By: Sharon Zoe Williams 

Thursday, June 19th, is observed globally as World Sickle Cell Awareness Day. The observation aims at increasing public knowledge and awareness about the disease’s cause, available treatments, cautions, and challenges faced by patients, their families, and carers, amongst others. 

This year’s theme, ‘Hope through Progress: Advancing Care Globally’, aims at sensitising the public to the progress in research about measures as well as the cure for sickle cell disease (SCD). 

In an interview on Uniiq Breakfast Drive with Prof. Fifi Ofori Acquah, President of SICKLE CELL FOUNDATION-GHANA and Director of the West African Genetic Medicine Centre (WAGMC) at the University of Ghana, he described SICKLE CELL DISEASE (SCD) as an inherited alteration in the DNA that results in the blockage of oxygen flow in the body due to what he called a ‘mistake’ in the mutation of blood vessels.
------------------------------------------------------------------------
→ **To do**
Reproduce the passage on World Sickle Cell Awareness Day from "Thursday, June 19th, is" up to and including "cell disease (SCD).".

→ **Source material**
------------------------------------------------------------------------
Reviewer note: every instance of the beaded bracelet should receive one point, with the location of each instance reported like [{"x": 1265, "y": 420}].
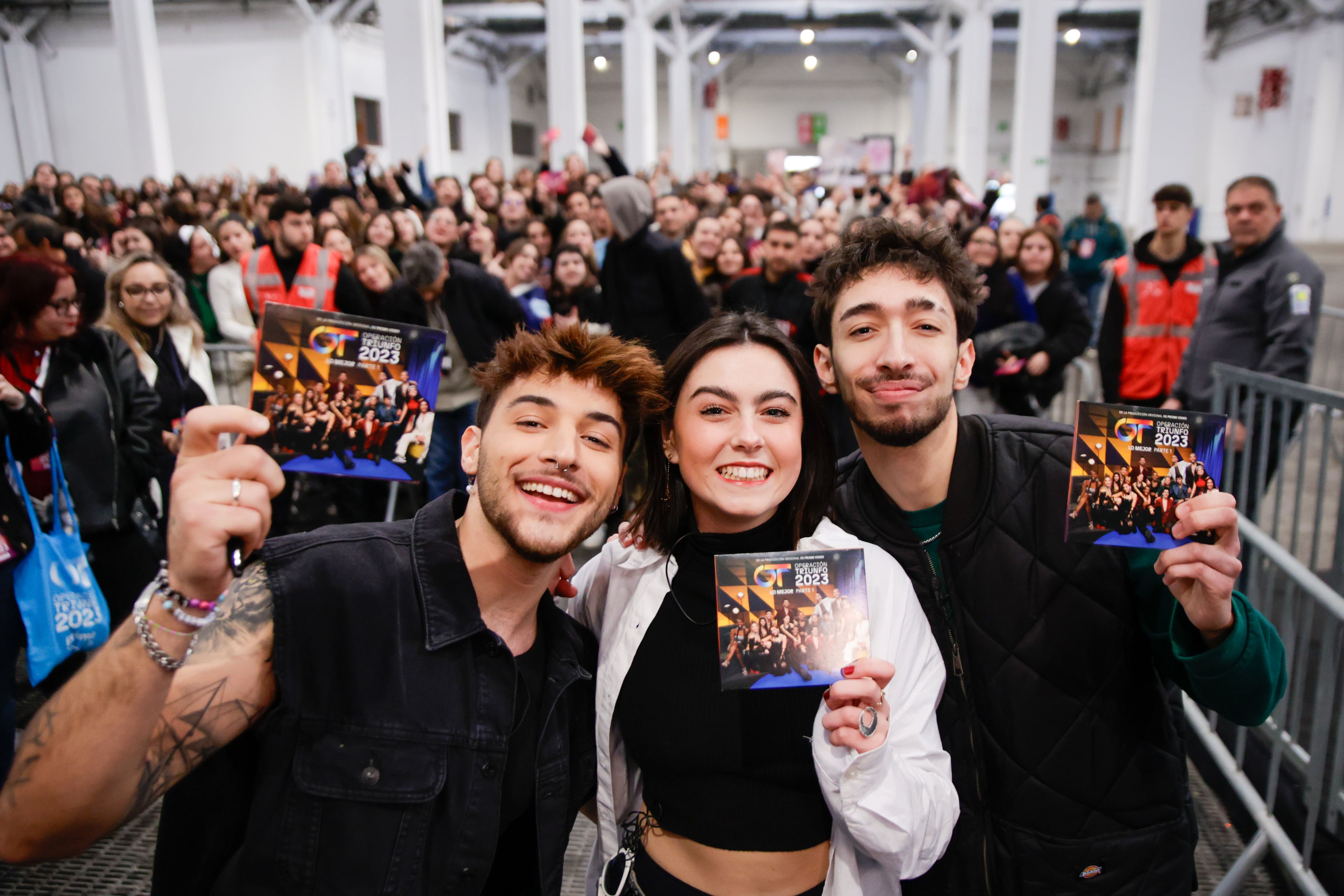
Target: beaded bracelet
[
  {"x": 175, "y": 597},
  {"x": 147, "y": 637},
  {"x": 175, "y": 601}
]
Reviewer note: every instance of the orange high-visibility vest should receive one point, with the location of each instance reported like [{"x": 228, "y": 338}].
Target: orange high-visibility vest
[
  {"x": 314, "y": 287},
  {"x": 1159, "y": 320}
]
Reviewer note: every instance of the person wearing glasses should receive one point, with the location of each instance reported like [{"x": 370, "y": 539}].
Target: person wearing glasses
[
  {"x": 853, "y": 790},
  {"x": 105, "y": 421},
  {"x": 147, "y": 308}
]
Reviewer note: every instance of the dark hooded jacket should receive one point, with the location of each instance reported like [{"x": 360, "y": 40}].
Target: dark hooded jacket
[{"x": 648, "y": 289}]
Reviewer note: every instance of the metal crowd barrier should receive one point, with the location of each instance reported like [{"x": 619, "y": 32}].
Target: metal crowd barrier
[
  {"x": 1304, "y": 737},
  {"x": 1328, "y": 358},
  {"x": 1289, "y": 477}
]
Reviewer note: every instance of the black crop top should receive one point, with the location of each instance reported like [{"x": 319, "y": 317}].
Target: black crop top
[{"x": 728, "y": 770}]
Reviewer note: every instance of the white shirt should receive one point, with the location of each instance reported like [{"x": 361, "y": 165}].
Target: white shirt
[{"x": 893, "y": 808}]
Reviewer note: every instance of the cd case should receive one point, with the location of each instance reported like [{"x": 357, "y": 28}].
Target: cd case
[
  {"x": 791, "y": 618},
  {"x": 1134, "y": 467},
  {"x": 347, "y": 396}
]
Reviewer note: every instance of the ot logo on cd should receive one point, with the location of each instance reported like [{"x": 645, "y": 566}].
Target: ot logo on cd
[
  {"x": 1129, "y": 429},
  {"x": 771, "y": 574}
]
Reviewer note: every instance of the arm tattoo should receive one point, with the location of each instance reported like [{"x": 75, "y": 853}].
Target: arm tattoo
[
  {"x": 199, "y": 723},
  {"x": 244, "y": 612},
  {"x": 35, "y": 739},
  {"x": 190, "y": 730}
]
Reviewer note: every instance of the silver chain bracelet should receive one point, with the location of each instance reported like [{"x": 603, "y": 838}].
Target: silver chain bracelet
[{"x": 147, "y": 637}]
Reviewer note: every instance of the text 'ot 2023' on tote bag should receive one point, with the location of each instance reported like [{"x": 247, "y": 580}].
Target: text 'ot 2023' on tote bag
[{"x": 61, "y": 604}]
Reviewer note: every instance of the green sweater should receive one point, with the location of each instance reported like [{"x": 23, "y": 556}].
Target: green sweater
[{"x": 1242, "y": 679}]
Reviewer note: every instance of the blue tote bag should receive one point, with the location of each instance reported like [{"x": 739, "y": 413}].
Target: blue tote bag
[{"x": 60, "y": 601}]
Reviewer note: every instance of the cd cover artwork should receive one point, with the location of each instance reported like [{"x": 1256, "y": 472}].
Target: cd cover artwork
[
  {"x": 346, "y": 396},
  {"x": 1134, "y": 467},
  {"x": 792, "y": 618}
]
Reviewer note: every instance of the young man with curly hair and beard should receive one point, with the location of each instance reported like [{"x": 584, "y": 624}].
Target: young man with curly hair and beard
[
  {"x": 1064, "y": 749},
  {"x": 393, "y": 707}
]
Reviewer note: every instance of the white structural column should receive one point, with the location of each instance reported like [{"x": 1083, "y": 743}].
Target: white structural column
[
  {"x": 147, "y": 111},
  {"x": 1034, "y": 101},
  {"x": 1170, "y": 107},
  {"x": 331, "y": 127},
  {"x": 640, "y": 91},
  {"x": 30, "y": 105},
  {"x": 937, "y": 64},
  {"x": 1311, "y": 213},
  {"x": 566, "y": 84},
  {"x": 679, "y": 50},
  {"x": 417, "y": 81},
  {"x": 975, "y": 50}
]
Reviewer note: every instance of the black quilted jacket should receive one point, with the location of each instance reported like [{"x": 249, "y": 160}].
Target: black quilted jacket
[{"x": 1069, "y": 768}]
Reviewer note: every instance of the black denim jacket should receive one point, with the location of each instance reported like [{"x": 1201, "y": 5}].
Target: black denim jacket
[{"x": 380, "y": 768}]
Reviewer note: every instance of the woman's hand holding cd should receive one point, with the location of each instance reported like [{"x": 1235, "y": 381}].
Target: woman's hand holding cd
[{"x": 859, "y": 714}]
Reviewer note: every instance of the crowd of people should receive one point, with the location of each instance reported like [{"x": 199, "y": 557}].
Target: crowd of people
[{"x": 624, "y": 347}]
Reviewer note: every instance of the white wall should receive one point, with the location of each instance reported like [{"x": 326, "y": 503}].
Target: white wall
[{"x": 858, "y": 96}]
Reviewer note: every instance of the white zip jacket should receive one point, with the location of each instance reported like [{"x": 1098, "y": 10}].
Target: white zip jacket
[{"x": 893, "y": 808}]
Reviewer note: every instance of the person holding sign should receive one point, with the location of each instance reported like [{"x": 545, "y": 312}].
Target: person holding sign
[
  {"x": 393, "y": 707},
  {"x": 744, "y": 464}
]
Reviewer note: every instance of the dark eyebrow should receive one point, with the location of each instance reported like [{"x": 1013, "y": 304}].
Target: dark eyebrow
[
  {"x": 605, "y": 418},
  {"x": 862, "y": 308},
  {"x": 924, "y": 304},
  {"x": 769, "y": 396},
  {"x": 533, "y": 400},
  {"x": 716, "y": 390}
]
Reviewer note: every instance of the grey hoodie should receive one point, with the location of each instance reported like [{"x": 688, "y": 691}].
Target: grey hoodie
[{"x": 628, "y": 203}]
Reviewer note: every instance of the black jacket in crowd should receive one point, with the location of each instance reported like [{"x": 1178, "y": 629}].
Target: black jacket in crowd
[
  {"x": 29, "y": 432},
  {"x": 650, "y": 293},
  {"x": 104, "y": 413},
  {"x": 785, "y": 300},
  {"x": 479, "y": 307},
  {"x": 1061, "y": 734},
  {"x": 1068, "y": 332}
]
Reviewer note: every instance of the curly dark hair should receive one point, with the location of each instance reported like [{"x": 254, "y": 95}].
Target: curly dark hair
[
  {"x": 627, "y": 369},
  {"x": 664, "y": 512},
  {"x": 924, "y": 253}
]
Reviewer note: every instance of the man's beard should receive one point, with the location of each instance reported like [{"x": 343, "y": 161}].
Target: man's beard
[
  {"x": 490, "y": 492},
  {"x": 894, "y": 432}
]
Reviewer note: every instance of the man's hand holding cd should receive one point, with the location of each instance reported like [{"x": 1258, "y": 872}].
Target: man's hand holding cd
[
  {"x": 1202, "y": 575},
  {"x": 216, "y": 496},
  {"x": 859, "y": 714}
]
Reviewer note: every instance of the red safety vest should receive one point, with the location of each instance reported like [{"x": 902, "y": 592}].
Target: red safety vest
[
  {"x": 314, "y": 287},
  {"x": 1159, "y": 320}
]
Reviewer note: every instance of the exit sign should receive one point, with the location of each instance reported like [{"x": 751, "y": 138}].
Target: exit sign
[{"x": 812, "y": 126}]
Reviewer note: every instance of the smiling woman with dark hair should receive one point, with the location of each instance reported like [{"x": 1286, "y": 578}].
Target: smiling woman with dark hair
[{"x": 742, "y": 463}]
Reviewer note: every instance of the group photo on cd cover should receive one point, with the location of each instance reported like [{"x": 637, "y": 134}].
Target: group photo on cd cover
[
  {"x": 1134, "y": 467},
  {"x": 347, "y": 396},
  {"x": 792, "y": 618}
]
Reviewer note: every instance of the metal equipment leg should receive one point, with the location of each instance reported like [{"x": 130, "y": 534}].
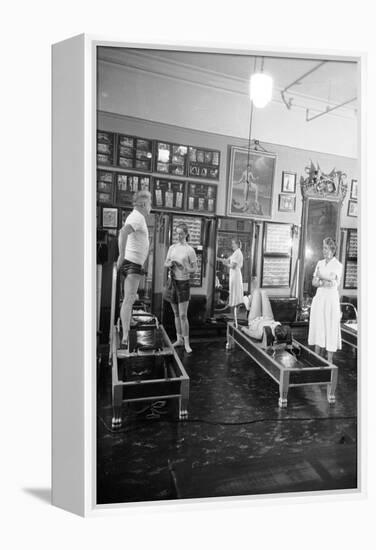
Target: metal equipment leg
[
  {"x": 283, "y": 389},
  {"x": 117, "y": 397},
  {"x": 331, "y": 388}
]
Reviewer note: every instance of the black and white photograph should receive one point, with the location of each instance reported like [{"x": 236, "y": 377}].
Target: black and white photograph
[
  {"x": 288, "y": 182},
  {"x": 286, "y": 203},
  {"x": 227, "y": 337},
  {"x": 250, "y": 183}
]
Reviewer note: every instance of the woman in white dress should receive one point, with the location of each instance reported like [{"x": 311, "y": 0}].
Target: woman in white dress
[
  {"x": 235, "y": 264},
  {"x": 325, "y": 317}
]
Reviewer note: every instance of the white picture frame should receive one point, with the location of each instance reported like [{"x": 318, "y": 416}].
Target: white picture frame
[{"x": 74, "y": 419}]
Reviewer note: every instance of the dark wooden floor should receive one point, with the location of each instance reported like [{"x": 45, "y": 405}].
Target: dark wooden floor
[{"x": 237, "y": 440}]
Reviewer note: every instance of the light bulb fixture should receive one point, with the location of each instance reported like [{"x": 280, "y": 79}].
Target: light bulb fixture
[{"x": 260, "y": 88}]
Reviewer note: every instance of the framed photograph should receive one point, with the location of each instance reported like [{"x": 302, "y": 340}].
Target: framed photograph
[
  {"x": 250, "y": 186},
  {"x": 168, "y": 194},
  {"x": 203, "y": 163},
  {"x": 352, "y": 209},
  {"x": 354, "y": 190},
  {"x": 127, "y": 184},
  {"x": 288, "y": 182},
  {"x": 286, "y": 203},
  {"x": 128, "y": 434},
  {"x": 202, "y": 198},
  {"x": 109, "y": 217}
]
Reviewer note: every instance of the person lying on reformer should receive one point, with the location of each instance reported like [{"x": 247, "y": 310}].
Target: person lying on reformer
[{"x": 261, "y": 321}]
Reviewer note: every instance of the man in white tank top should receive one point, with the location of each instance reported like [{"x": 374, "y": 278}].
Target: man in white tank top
[{"x": 133, "y": 252}]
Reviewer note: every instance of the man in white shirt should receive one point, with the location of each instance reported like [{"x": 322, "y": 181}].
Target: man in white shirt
[{"x": 133, "y": 252}]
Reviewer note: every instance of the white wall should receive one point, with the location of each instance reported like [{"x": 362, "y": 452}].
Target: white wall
[{"x": 218, "y": 108}]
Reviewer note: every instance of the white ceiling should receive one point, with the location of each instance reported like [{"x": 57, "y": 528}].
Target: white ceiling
[{"x": 332, "y": 84}]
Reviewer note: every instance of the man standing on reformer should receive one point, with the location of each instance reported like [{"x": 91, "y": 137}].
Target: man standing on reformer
[{"x": 133, "y": 252}]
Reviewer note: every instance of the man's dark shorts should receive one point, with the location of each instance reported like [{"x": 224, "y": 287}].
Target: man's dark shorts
[
  {"x": 180, "y": 292},
  {"x": 128, "y": 268}
]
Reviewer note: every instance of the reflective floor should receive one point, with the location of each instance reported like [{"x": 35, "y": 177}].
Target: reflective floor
[{"x": 237, "y": 441}]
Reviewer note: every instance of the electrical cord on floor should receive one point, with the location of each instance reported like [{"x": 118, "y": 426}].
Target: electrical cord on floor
[{"x": 156, "y": 418}]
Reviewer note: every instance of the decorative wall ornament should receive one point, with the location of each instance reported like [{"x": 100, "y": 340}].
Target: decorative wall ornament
[{"x": 320, "y": 185}]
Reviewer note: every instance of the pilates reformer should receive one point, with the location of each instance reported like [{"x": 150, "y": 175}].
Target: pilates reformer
[
  {"x": 149, "y": 369},
  {"x": 289, "y": 364}
]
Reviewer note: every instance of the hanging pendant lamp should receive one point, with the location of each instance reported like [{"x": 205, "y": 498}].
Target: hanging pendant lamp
[{"x": 260, "y": 88}]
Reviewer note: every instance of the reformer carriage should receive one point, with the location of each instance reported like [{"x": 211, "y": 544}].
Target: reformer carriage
[{"x": 150, "y": 369}]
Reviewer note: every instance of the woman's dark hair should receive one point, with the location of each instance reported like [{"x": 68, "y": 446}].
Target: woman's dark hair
[
  {"x": 331, "y": 244},
  {"x": 184, "y": 227},
  {"x": 237, "y": 241}
]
------------------------------------------------------------------------
→ **Response for this exercise**
Thursday, June 19th, is observed globally as World Sickle Cell Awareness Day. The observation aims at increasing public knowledge and awareness about the disease’s cause, available treatments, cautions, and challenges faced by patients, their families, and carers, amongst others. 

This year’s theme, ‘Hope through Progress: Advancing Care Globally’, aims at sensitising the public to the progress in research about measures as well as the cure for sickle cell disease (SCD).